Given data Block Start

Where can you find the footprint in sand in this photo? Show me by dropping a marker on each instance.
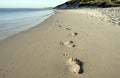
(76, 66)
(74, 33)
(68, 43)
(68, 28)
(59, 26)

Given data Block End

What you have to do:
Retype the data in full. Images do not go in the copy.

Answer space:
Where can you find the footprint in sand in this photo? Show me by dropping a marker on each instance.
(76, 66)
(74, 33)
(68, 43)
(68, 28)
(59, 26)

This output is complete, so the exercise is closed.